Tarefa proposta A: De acordo com o texto sobre educação e pobreza política, qual seria a tarefa principal da educação?
Tarefa proposta B: Retome o texto sobre educação e pobreza política e dê continuidade a ele a partir da última frase apresentada.

──────── Bloco de texto

JOSUÉ GERALDO BOTURA DO CARMO

 

A NEUTRALIDADE NA EDUCAÇÃO DIANTE DO

FAZER TECNO-CIENTÍFICO NO MUNDO DA

DIVERSIDADE CULTURAL

Josué Geraldo Botura do Carmo[1]

fevereiro/2004


 

 

 

 

“Fazemos parte de um universo que é uma obra em andamento;

somos pequenas parcelas do universo olhando para si mesmas –

e construindo a si mesmas.

Não é só o futuro que é indeterminado: o passado também.

E olhando para trás no tempo, mesmo até a época do Big Bang,

nossas observações atuais selecionam uma

de muitas possíveis histórias quânticas para o universo”.

Wheeler

 

Fome é coisa inventada e imposta e para superá-la não basta receber comida, para sair da miséria é preciso conquistar  condições de prover o próprio sustento. Pobre é aquele que não sabe ou que é coibido de saber que é pobre. A pobreza não implica apenas em estar privado de bens materiais, mas estar privado de construir suas próprias oportunidades. Essa miséria tem sido historicamente produzida, cultivada e reproduzida.  

A “sociedade do conhecimento” não pode se deter somente na qualidade formal, no manejo do conhecimento, mas também e principalmente na qualidade política. E política social não se faz com sobras do sistema, é muito mais uma questão de distribuição justa de riquezas. É uma questão de cidadania. A tarefa principal da educação seria, pois, confrontar-se com a pobreza política, desfazendo o véu da ignorância historicamente produzida. A escola tem que ter em mente que em primeiro lugar vem o cidadão, e depois o consumidor. É preciso valorizar a aprendizagem em detrimento ao ensino, para que haja a construção da autonomia, do saber pensar e aprender a aprender. Conscientes de que a linguagem não retrata a realidade, mas a reconstrói. O professor deve assumir a sua função de facilitador da autonomia do estudante, abrindo oportunidades de reconstrução permanente do conhecimento, lembrando que o manejo do conhecimento é a vantagem comparativa mais decisiva do mundo globalizado, onde o capital intelectual vale mais que o capital patrimonial, e que o capital intelectual tende a valorizar-se, enquanto que o capital patrimonial desvaloriza-se a cada ano, porque a matéria deteriora-se. Precisamos dar oportunidade aos estudantes de trabalharem o conhecimento com criatividade, partindo sempre de sua base cultural própria, enfatizando sempre em nossas atitudes que todos somos sujeitos capazes de história própria, dependendo das oportunidades que se abrem e da capacidade de iniciativa. Os meios de comunicação transmitem conhecimentos suficientes e de forma bastante atrativa, cabe ao professor impulsionar a capacidade de saber pensar, usando a razão e a emoção, sempre com criticidade.

────────────────
──────── Lista de registros

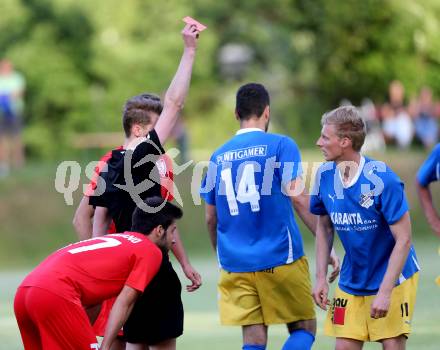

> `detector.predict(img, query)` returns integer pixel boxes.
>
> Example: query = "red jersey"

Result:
[21,232,162,306]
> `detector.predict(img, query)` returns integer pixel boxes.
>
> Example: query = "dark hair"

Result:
[122,94,163,137]
[235,83,270,120]
[131,197,183,235]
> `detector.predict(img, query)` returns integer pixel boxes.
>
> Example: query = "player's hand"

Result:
[182,264,202,292]
[370,291,391,318]
[182,24,200,49]
[328,248,341,283]
[312,278,330,310]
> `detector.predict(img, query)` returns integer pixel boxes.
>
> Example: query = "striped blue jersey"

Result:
[310,157,420,295]
[417,143,440,187]
[200,128,304,272]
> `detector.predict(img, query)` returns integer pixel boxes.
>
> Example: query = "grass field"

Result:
[0,237,440,350]
[0,151,440,350]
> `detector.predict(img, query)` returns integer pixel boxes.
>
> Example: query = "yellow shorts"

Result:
[324,272,419,341]
[218,257,316,326]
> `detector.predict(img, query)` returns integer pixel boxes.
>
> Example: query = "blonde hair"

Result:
[321,106,367,152]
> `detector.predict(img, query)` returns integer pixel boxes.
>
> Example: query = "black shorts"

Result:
[124,254,183,345]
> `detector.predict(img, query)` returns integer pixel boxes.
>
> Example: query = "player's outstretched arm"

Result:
[371,212,411,318]
[416,181,440,237]
[72,196,95,241]
[171,229,202,292]
[313,215,334,310]
[205,203,217,251]
[155,24,199,144]
[93,207,112,237]
[100,285,141,350]
[289,177,318,236]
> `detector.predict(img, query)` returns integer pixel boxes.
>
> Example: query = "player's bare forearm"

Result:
[205,204,217,251]
[312,215,339,310]
[93,207,112,237]
[378,212,411,295]
[73,196,95,241]
[171,228,189,267]
[171,229,202,292]
[416,182,440,237]
[100,285,140,350]
[155,25,199,144]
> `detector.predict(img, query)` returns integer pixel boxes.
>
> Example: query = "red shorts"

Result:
[14,287,99,350]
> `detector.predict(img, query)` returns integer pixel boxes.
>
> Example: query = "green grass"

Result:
[0,150,440,350]
[0,237,440,350]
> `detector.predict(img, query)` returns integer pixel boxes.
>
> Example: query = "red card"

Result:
[333,306,345,326]
[183,16,208,32]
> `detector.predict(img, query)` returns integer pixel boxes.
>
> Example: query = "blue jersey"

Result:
[310,157,420,295]
[200,128,304,272]
[417,143,440,187]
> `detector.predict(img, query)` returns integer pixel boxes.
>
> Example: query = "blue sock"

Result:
[242,344,266,350]
[281,329,315,350]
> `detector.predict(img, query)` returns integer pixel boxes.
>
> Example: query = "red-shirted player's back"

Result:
[21,232,162,306]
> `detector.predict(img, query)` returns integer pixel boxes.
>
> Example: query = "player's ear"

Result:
[341,137,352,148]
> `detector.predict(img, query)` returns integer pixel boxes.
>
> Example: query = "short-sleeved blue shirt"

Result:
[200,128,304,272]
[310,157,420,295]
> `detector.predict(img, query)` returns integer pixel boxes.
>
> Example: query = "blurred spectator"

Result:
[0,59,25,176]
[414,86,438,149]
[381,80,414,148]
[359,98,385,152]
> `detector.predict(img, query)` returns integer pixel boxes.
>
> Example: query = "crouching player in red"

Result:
[14,197,182,350]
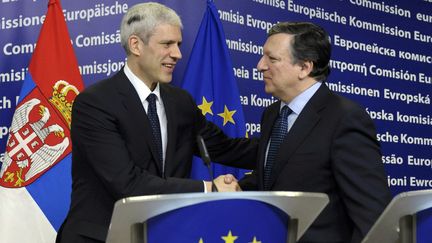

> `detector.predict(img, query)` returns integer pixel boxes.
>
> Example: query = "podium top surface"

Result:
[362,190,432,243]
[107,191,329,243]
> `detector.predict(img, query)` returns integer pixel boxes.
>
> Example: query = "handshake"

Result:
[204,174,241,192]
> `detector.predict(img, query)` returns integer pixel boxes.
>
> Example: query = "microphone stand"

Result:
[197,135,218,192]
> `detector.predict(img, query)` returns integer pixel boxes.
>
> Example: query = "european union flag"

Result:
[183,0,250,179]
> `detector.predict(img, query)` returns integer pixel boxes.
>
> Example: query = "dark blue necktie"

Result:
[264,106,292,190]
[147,93,163,171]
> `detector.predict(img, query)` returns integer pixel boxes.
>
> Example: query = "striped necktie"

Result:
[264,105,292,191]
[147,93,163,174]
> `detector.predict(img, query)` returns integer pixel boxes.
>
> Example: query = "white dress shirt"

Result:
[124,63,168,171]
[264,82,322,166]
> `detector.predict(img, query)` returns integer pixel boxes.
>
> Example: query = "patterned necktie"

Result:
[147,93,163,171]
[264,106,292,191]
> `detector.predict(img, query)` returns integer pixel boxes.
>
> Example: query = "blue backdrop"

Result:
[0,0,432,209]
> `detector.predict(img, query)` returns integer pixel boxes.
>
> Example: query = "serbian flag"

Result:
[0,0,83,243]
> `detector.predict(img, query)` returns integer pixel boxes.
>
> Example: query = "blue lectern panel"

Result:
[147,199,289,243]
[416,209,432,243]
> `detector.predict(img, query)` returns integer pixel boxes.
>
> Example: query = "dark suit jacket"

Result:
[58,71,257,243]
[240,84,391,242]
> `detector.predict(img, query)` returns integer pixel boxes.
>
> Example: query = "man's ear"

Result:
[128,35,141,56]
[299,61,313,80]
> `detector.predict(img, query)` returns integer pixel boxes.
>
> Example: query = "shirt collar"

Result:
[124,63,160,103]
[280,82,322,115]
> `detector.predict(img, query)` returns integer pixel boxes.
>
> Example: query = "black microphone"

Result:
[197,135,218,192]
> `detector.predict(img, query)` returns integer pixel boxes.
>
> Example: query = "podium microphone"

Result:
[197,135,218,192]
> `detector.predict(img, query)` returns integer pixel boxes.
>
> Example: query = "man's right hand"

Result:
[205,174,241,192]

────────────────

Resultado A: Confrontar-se com a pobreza política, desfazendo o véu da ignorância historicamente produzida.

Resultado B:
O professor não é um mero transmissor de conhecimentos, mas um educador com compromissos sociais importantes, porque não é mais possível desconsiderar que seus atos pedagógicos possuem conseqüências sociais abrangentes, mesmo que indiretas, e nem simplesmente seguir ignorando ou negligenciando a presença implícita de suas interpretações dos valores sociais e culturais nas escolhas que realiza. Assim como a escola com seus rituais, seu currículo implícito ou explícito, seus silêncios, suas hierarquias, vai influenciar na forma da sociedade a que almeja. E é nesse ponto que a escola e seus profissionais devem ser neutros, apontando sempre para a diversidade de idéias, sem julgar as melhores ou as piores, as certas e as erradas, as bonitas ou feias, rompendo com a dialética e fazendo perceber que as idéias só são diferentes, assim como o modo de ser e de agir de cada indivíduo, de cada sociedade. 

A estrutura educacional tem sido preparada de antemão para favorecer certos interesses sociais, é preciso reavaliar o papel exercido pela educação no novo tipo de sociedade que se configura. A sociedade do conhecimento solicita que  seus componentes tenham capacidades suficientes para discutir e decidir sobre questões científicas e tecnológicas, pois estas questões influenciam no bem estar social, e por isso devem ser conduzidas com a participação de todos, através de negociações. A tecnologia é uma rede de relações, para a qual concorrem os diferentes aspectos da vida em sociedade. A tecnologia e a mudança tecnológica é, desse modo, interpretada em sua dimensão mais ampla, envolvendo os vários campos da atividade humana, incluindo o técnico, o científico, o econômico, o político, o militar e o organizacional que se associam em redes para a construção e operação de artefatos tecnológicos.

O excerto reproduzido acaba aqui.